Directions:
Rewrite the records from the line containing "Pick out each instance of the green costume" through the last line, both included, and shift every coordinate in the answer points up by 93 while leaving all other lines unchanged.

Raw data:
----
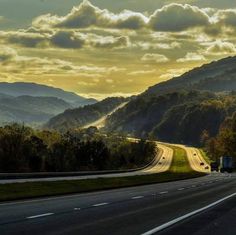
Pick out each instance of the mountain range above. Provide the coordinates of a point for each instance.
(34, 104)
(79, 117)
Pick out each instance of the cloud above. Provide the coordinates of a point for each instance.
(158, 58)
(226, 17)
(109, 42)
(25, 38)
(178, 17)
(191, 57)
(7, 54)
(66, 39)
(221, 48)
(171, 73)
(142, 72)
(87, 15)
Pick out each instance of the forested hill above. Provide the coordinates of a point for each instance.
(75, 118)
(179, 117)
(218, 76)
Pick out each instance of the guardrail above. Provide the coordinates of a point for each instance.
(39, 175)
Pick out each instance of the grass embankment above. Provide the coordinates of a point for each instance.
(204, 155)
(179, 170)
(180, 163)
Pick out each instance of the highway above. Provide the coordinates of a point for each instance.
(143, 210)
(195, 159)
(161, 163)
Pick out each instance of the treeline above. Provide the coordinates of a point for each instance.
(23, 149)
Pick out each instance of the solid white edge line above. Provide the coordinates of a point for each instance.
(172, 222)
(39, 216)
(101, 204)
(137, 197)
(165, 192)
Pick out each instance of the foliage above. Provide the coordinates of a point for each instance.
(224, 144)
(178, 117)
(23, 149)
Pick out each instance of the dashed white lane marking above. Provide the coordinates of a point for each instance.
(181, 189)
(175, 221)
(39, 216)
(164, 192)
(137, 197)
(101, 204)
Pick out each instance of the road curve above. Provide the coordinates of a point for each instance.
(196, 160)
(161, 163)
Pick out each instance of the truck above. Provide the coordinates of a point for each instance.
(226, 164)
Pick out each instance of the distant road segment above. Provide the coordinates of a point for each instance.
(161, 163)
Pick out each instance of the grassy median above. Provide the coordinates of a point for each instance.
(180, 163)
(179, 170)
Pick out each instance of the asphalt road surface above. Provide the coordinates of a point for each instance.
(196, 160)
(162, 163)
(131, 211)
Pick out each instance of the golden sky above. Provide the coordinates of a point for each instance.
(99, 48)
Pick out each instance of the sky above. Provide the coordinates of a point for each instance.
(102, 48)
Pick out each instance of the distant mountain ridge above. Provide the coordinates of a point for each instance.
(217, 76)
(32, 89)
(79, 117)
(181, 109)
(30, 110)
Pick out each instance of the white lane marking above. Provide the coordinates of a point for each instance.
(101, 204)
(39, 216)
(180, 189)
(164, 192)
(137, 197)
(175, 221)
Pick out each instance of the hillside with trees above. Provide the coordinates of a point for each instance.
(23, 149)
(224, 144)
(179, 117)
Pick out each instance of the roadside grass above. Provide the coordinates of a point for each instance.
(204, 154)
(180, 163)
(179, 170)
(28, 190)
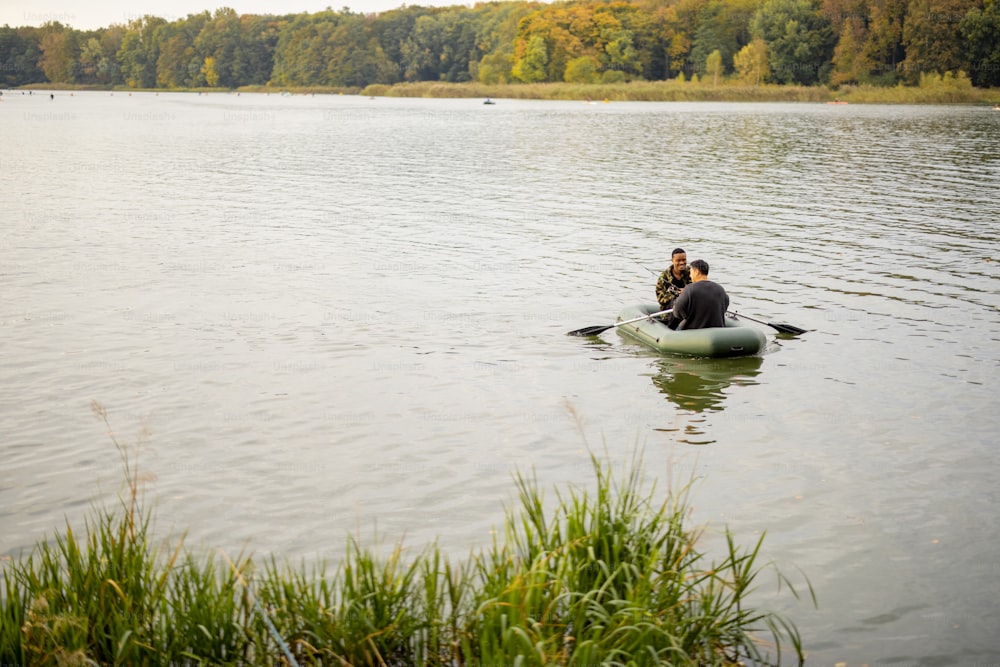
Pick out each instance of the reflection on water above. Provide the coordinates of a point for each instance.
(699, 386)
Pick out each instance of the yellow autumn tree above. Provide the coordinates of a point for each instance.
(751, 65)
(208, 71)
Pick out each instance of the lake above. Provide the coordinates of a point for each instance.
(323, 315)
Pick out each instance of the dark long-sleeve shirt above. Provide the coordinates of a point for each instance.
(702, 305)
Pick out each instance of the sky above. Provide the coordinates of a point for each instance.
(93, 14)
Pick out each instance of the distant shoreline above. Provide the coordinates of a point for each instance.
(638, 91)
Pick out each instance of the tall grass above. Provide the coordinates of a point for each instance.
(933, 89)
(602, 576)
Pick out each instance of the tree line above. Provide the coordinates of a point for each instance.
(806, 42)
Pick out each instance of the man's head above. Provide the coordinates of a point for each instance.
(699, 269)
(678, 260)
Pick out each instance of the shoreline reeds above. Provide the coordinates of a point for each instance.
(933, 89)
(605, 576)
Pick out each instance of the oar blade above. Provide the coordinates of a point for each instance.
(590, 331)
(787, 329)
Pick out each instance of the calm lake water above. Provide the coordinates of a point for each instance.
(325, 315)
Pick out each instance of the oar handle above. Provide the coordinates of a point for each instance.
(644, 317)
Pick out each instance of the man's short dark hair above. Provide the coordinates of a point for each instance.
(701, 265)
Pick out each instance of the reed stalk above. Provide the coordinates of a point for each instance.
(609, 575)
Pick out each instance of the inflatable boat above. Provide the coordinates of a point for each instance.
(732, 340)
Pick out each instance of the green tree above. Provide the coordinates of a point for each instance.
(932, 37)
(20, 52)
(581, 70)
(850, 65)
(883, 48)
(60, 53)
(799, 40)
(980, 29)
(139, 52)
(751, 64)
(303, 49)
(723, 25)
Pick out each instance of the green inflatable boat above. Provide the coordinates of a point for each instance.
(732, 340)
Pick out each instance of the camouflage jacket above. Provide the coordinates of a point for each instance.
(668, 287)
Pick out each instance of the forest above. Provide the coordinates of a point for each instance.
(751, 42)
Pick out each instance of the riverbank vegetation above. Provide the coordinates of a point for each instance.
(750, 42)
(609, 574)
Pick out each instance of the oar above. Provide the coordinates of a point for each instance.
(780, 328)
(593, 331)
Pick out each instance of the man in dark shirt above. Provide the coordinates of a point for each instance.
(703, 303)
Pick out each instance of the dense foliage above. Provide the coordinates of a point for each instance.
(806, 42)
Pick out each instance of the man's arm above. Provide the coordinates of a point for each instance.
(665, 291)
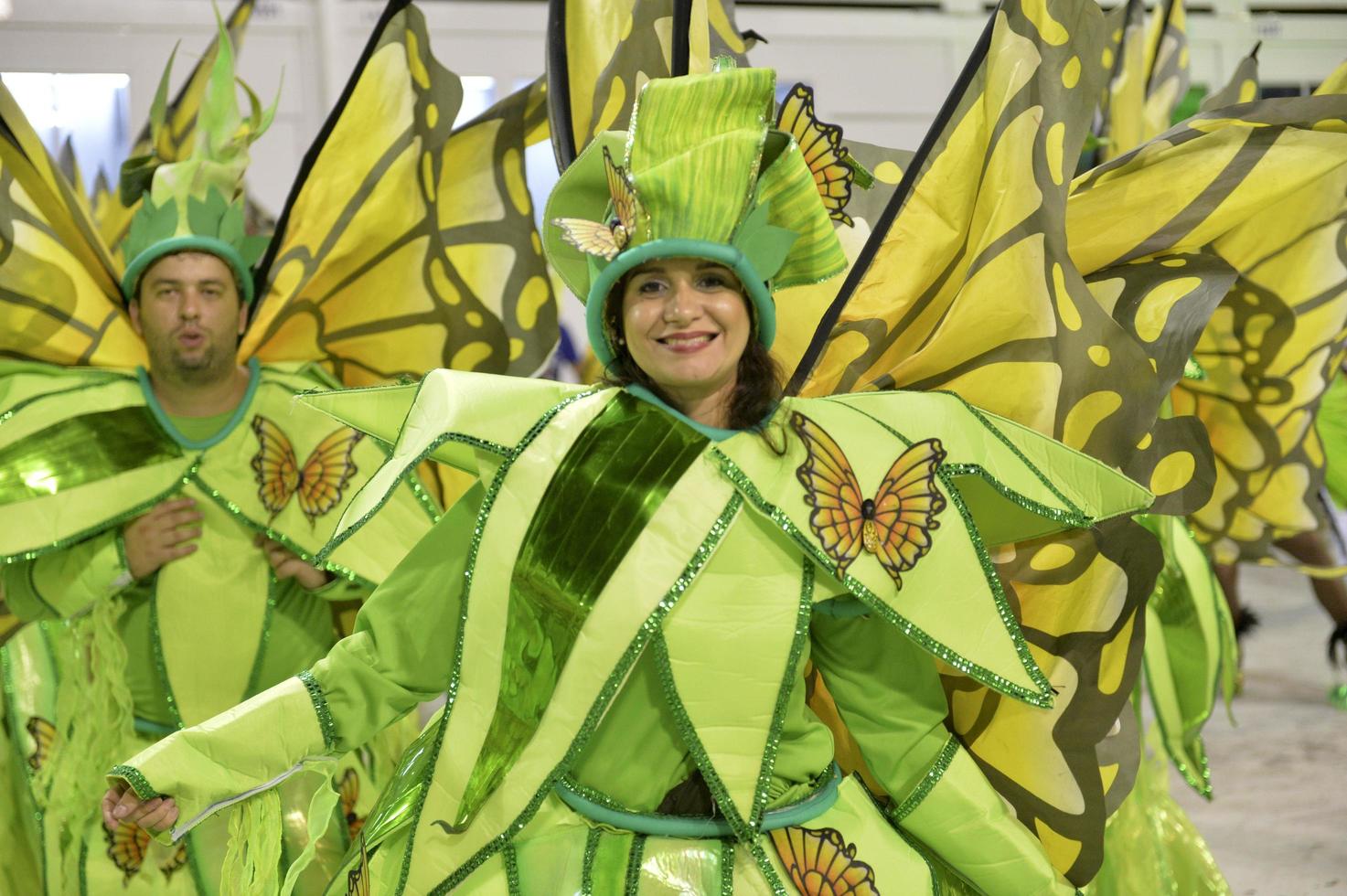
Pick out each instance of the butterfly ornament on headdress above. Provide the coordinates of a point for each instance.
(606, 240)
(894, 526)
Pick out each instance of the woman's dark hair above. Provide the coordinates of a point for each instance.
(757, 389)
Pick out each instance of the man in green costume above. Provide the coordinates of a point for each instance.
(159, 531)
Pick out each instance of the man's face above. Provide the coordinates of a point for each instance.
(190, 315)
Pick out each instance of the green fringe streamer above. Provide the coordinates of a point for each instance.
(252, 859)
(94, 725)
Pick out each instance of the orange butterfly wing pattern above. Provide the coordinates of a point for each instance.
(127, 848)
(319, 483)
(606, 240)
(822, 147)
(349, 790)
(273, 466)
(326, 474)
(358, 880)
(820, 861)
(896, 526)
(905, 508)
(833, 491)
(43, 733)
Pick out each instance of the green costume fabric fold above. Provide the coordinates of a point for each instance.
(722, 532)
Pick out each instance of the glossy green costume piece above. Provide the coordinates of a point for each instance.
(85, 452)
(689, 663)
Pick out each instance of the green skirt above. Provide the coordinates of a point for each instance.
(849, 848)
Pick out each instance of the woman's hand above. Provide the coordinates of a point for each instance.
(122, 805)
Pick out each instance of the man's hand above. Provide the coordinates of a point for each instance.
(284, 563)
(162, 535)
(122, 805)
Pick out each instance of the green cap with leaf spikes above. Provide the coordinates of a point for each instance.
(702, 176)
(197, 204)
----
Written answer:
Pick out each instance of the green costume fabric fold above. Provide the coordinates of a point for each instance.
(815, 625)
Pick out each instance of the glossy green costume piece above. Provide the coordinates of a point for each instance.
(178, 545)
(782, 756)
Pick out each instance of the green skirt above. Provide the coordinates of a point for each instance.
(942, 941)
Pick out each instance of the woman's hand above. Provide the coordinates of a point for each instance.
(215, 898)
Pick out each instance of the man's hand above. Provide the coordinates of a point for each instance.
(377, 656)
(255, 628)
(215, 898)
Pick out each instance of the green cap with leaf spikes above. Provide the coordinates of a point for each instance.
(795, 269)
(290, 297)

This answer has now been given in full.